Reproduce all of the data below verbatim, leaving the pictures out of your reply.

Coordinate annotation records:
--

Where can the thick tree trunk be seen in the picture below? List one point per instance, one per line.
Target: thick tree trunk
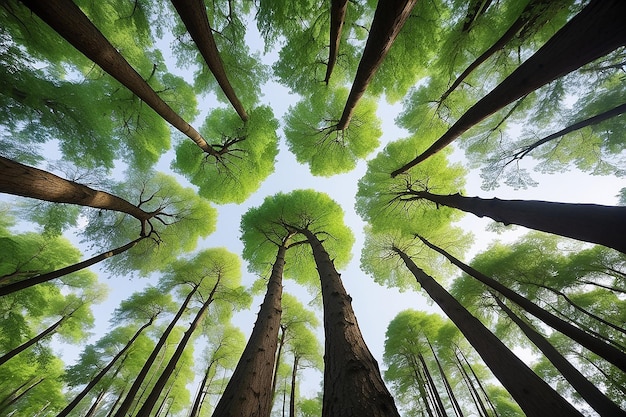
(353, 385)
(104, 370)
(249, 391)
(132, 392)
(38, 279)
(594, 32)
(588, 391)
(193, 14)
(72, 24)
(594, 223)
(597, 346)
(534, 396)
(389, 18)
(338, 10)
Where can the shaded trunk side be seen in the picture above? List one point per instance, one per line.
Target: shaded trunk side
(534, 396)
(193, 14)
(70, 22)
(249, 390)
(594, 32)
(594, 223)
(389, 18)
(353, 385)
(588, 391)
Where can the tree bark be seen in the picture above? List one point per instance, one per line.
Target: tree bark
(604, 350)
(534, 396)
(389, 18)
(588, 391)
(594, 223)
(249, 390)
(353, 385)
(132, 392)
(70, 22)
(38, 279)
(594, 32)
(193, 14)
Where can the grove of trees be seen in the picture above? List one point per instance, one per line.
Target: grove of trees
(386, 208)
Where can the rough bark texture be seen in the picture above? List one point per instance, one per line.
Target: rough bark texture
(72, 24)
(534, 396)
(389, 18)
(604, 225)
(193, 15)
(590, 393)
(604, 350)
(597, 30)
(353, 385)
(249, 390)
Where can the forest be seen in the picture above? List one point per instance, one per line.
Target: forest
(312, 208)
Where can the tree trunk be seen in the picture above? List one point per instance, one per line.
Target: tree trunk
(153, 397)
(604, 350)
(132, 392)
(589, 392)
(338, 10)
(389, 18)
(594, 32)
(594, 223)
(353, 385)
(534, 396)
(249, 391)
(193, 14)
(72, 24)
(38, 279)
(26, 181)
(104, 370)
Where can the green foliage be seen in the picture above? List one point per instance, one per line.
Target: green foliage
(248, 152)
(312, 134)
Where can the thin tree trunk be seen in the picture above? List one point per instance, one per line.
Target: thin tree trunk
(193, 14)
(608, 352)
(153, 397)
(534, 396)
(104, 370)
(588, 391)
(38, 279)
(594, 32)
(594, 223)
(249, 390)
(132, 392)
(72, 24)
(352, 381)
(389, 18)
(338, 10)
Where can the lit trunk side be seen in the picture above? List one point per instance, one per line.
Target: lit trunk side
(597, 346)
(594, 32)
(353, 385)
(588, 391)
(193, 14)
(249, 390)
(533, 395)
(389, 18)
(74, 26)
(594, 223)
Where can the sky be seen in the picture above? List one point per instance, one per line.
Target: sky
(375, 306)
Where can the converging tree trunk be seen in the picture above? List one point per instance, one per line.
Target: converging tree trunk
(594, 223)
(353, 385)
(71, 23)
(604, 350)
(534, 396)
(590, 393)
(594, 32)
(193, 14)
(389, 18)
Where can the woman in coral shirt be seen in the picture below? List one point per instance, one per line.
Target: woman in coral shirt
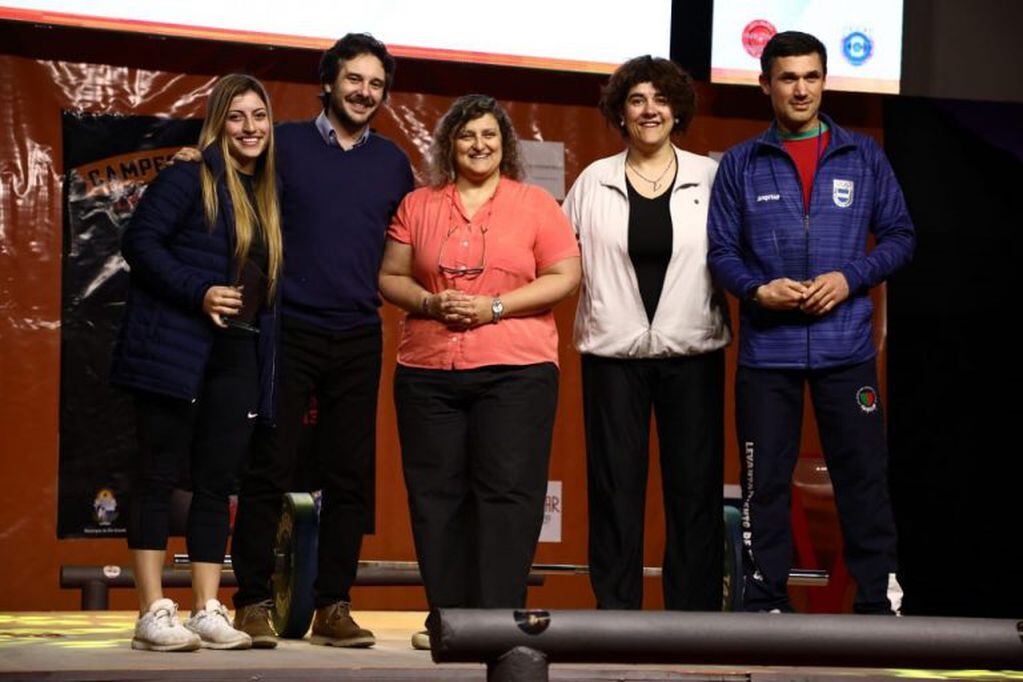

--

Final result —
Where can the thick tree trunk be seen in the picture below? List one point per instance, one per line.
Target: thick tree trunk
(353, 385)
(104, 370)
(249, 391)
(132, 392)
(38, 279)
(594, 32)
(588, 391)
(193, 14)
(72, 24)
(594, 223)
(597, 346)
(534, 396)
(389, 18)
(338, 10)
Where can the shaded trunk side be seen in the picture above? List one point per instance, one per line.
Target: shaded trunk side
(534, 396)
(193, 14)
(70, 22)
(249, 390)
(594, 32)
(594, 223)
(389, 18)
(353, 385)
(588, 391)
Where can the tree bark be seen in the picture above? List one point per instance, one per line.
Target: tree bark
(604, 350)
(534, 396)
(389, 18)
(588, 391)
(594, 223)
(249, 390)
(353, 385)
(132, 392)
(70, 22)
(38, 279)
(594, 32)
(193, 14)
Where can the grove of trees be seen in the picture above? List one point per instance, one per line.
Target: grove of trees
(386, 208)
Where can the rough bark texture be seen in the picture above? List one point per instance, one per line.
Target: rough bark texture
(72, 24)
(534, 396)
(389, 18)
(604, 225)
(193, 15)
(590, 393)
(604, 350)
(597, 30)
(353, 385)
(249, 390)
Where can the forest be seen in the picture above? List one point per instance, one per line.
Target: forest
(312, 208)
Where can the tree trunk be seen in the picture above? List one point per instance, one per line.
Target: tree trunk
(153, 397)
(604, 350)
(132, 392)
(589, 392)
(338, 10)
(389, 18)
(594, 32)
(594, 223)
(353, 385)
(534, 396)
(249, 391)
(193, 14)
(72, 24)
(38, 279)
(26, 181)
(104, 370)
Where can the green foliage be seen in the picture above? List one point per instance, one per line.
Target: green foliage
(248, 152)
(312, 134)
Where can the thin tree trunk be seen in the picture above? List one point per instance, one per line.
Target: thin tree trunk
(193, 14)
(608, 352)
(153, 397)
(534, 396)
(104, 370)
(588, 391)
(38, 279)
(594, 32)
(594, 223)
(249, 390)
(132, 392)
(72, 24)
(352, 381)
(389, 18)
(338, 10)
Where can the lit trunk side be seen in the picture above? List one point per instance, one per line.
Target: lit trunk side
(597, 346)
(594, 32)
(353, 385)
(588, 391)
(193, 14)
(249, 390)
(533, 395)
(389, 18)
(74, 26)
(594, 223)
Where can the sky be seen in the picture above? List one point per instance, one per line.
Target: sky
(375, 306)
Where can the converging tree trunk be seen in the picture above? List one point per instance, one per line.
Target: converging tree trunk
(594, 223)
(353, 385)
(71, 23)
(604, 350)
(534, 396)
(590, 393)
(594, 32)
(193, 14)
(389, 18)
Where can the woman in coral shirt be seen in the picture below? List one point per instance, one per line.
Target: woman in coral shirt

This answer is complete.